Task statement: Reproduce all of the data exactly, with no line skipped.
(Data provided)
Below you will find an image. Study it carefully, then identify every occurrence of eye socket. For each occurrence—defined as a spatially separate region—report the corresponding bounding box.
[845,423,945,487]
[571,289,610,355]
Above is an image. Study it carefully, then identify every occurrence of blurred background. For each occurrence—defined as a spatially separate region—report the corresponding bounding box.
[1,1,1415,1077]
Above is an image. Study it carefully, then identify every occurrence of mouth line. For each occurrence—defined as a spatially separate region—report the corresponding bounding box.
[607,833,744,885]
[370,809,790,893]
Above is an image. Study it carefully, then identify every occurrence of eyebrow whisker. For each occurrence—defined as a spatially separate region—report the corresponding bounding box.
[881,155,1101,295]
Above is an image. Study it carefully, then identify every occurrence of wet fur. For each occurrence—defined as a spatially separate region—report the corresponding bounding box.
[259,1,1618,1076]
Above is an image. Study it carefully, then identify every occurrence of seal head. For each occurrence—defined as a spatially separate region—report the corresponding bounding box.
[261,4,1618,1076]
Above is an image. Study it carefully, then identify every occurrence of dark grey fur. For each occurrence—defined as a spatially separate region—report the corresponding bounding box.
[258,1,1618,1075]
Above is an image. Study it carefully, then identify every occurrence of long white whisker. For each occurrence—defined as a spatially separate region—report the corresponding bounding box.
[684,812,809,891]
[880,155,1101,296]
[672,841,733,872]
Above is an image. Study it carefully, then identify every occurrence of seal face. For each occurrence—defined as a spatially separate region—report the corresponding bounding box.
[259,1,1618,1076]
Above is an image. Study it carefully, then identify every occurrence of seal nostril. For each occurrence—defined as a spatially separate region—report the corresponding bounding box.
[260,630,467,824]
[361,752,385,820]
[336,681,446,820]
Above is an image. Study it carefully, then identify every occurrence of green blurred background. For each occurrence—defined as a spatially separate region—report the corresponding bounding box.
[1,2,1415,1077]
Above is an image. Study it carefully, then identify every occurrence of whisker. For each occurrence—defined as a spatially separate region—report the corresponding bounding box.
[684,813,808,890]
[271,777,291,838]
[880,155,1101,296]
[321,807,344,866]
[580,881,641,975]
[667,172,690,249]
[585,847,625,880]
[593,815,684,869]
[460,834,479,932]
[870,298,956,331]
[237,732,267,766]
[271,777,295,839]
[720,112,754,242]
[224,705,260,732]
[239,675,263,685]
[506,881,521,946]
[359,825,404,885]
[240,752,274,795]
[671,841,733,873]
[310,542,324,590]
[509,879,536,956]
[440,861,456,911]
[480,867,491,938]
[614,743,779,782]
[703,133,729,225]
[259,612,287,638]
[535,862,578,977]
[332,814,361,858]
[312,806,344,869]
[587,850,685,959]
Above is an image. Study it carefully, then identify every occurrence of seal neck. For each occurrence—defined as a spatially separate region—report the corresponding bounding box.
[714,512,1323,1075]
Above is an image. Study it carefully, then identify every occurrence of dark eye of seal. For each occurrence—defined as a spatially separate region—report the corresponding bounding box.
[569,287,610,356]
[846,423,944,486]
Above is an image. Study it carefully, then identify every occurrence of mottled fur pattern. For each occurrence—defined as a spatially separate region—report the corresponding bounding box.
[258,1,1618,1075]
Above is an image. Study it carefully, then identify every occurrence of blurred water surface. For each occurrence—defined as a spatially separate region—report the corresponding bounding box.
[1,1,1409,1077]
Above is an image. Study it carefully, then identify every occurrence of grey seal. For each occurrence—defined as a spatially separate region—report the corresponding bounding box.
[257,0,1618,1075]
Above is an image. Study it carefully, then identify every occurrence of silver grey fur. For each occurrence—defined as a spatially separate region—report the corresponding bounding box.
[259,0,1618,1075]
(End Data provided)
Written answer:
Below you will find an image. Study it carefully, then identify every occurrence of eye socket. For each occurrence—defined as a spatially separate region—report the corresponding bounding box.
[845,423,945,487]
[571,289,610,355]
Above is an image. Study it carefully, then identify every occurrence of blurred background. For each occurrence—defined as a spatially separate region—report the corresponding bounding box.
[1,1,1415,1077]
Above is an image. Study it carefully, then identify every occurrence of mouth line. For each occurrence—defined as a spatially separate region—report the corresponding bounding box.
[607,833,744,885]
[370,809,790,893]
Above is an image. Study it carefully, then identify every occurrence of eyebrow whisker. For each occurrence—defined as a spatially separate region—report the corresponding bounding box.
[881,155,1101,295]
Above is an image. Study it carefully, then identify every occurrence of wet fur. For each occurrence—defined as a spatially separate region—report the corresponding bounding box.
[259,1,1618,1076]
Above is an image. Study it carefully, then identify every occurrence of seal head. For each occurrence—defined as a spatially separate region—report the corresponding bounding box.
[261,4,1618,1076]
Above is an image. Study it carefully, then identify every occurrence of dark grey fur. For each occurrence—defined as a spatially separate region—report the corresponding bounding box.
[258,1,1618,1075]
Above is an image. Study it carefully, then identify every occurrence of long white whisker. For each occurrence—defined as a spatially separate region—report the corresponding bounding box.
[684,812,809,891]
[880,155,1101,296]
[672,841,733,872]
Above is an image. Study it carefully, then identify every occurrence of seal face. For each occurrence—defined as a spatially separate region—report the corresponding bounding box.
[259,1,1618,1076]
Above is an image. Study it carefully, then identify every occurrence of seal nostril. For each occurrence—defined as a spatially separate region—report the corresponding bounding box.
[260,630,467,824]
[361,752,385,820]
[336,681,446,820]
Above is an image. Study it carefully, then identify every occurrence of green blurred background. For each occurrence—defined as a spatially separate region—report the corresponding bounding box.
[1,2,1415,1077]
Above is an image. Study it carefully, then identify every occurrence of whisker. For each occurrence—defined as a spatially separate region—report the corresponding bounding box.
[684,813,808,890]
[271,777,291,838]
[880,155,1101,296]
[321,807,344,866]
[580,881,641,975]
[667,172,690,249]
[585,847,625,880]
[593,815,684,869]
[460,834,479,932]
[870,298,956,331]
[237,732,267,766]
[271,777,295,839]
[720,112,754,242]
[224,705,260,732]
[239,675,263,685]
[506,881,521,946]
[359,825,404,885]
[240,752,274,795]
[671,841,733,873]
[310,542,324,590]
[509,879,536,956]
[440,861,456,911]
[480,867,491,938]
[614,743,779,782]
[703,133,729,225]
[259,612,287,638]
[535,862,578,977]
[332,814,361,858]
[312,806,344,869]
[587,850,685,959]
Above is an image. Study it carefully, then identify every occurrence of seal neck. For each occurrence—defined as a spatially separate region—report the corresponding bounding box.
[714,512,1323,1075]
Above is an image. Study it carefully, then identify every occurrence of dark eye of seal. For each occurrence—defined as a spatially separate region—report the corresponding bounding box.
[569,287,610,356]
[846,423,944,486]
Above is an image. Study it carefully, then identify every occurrence of mottled fur pattern. For each occurrence—defined as a spatially separate region—report the corresponding bounding box.
[258,1,1618,1075]
Above is an image. Study it carefully, then identify every occurrence of blurred water surface. For each occurrence—defined as a spatially separate region—report the corresponding bounding box.
[1,1,1409,1077]
Above is an image. Study it carefully, then identify every occurrence of grey seal. For each occurrence—defined as a spatially separate region—report the corresponding bounding box.
[257,0,1618,1075]
Above is an image. Study it carefully, then identify every occurrence of silver grey fur. For each occurrence—defined as a spatially separate region—report the corresponding bounding box.
[259,0,1618,1075]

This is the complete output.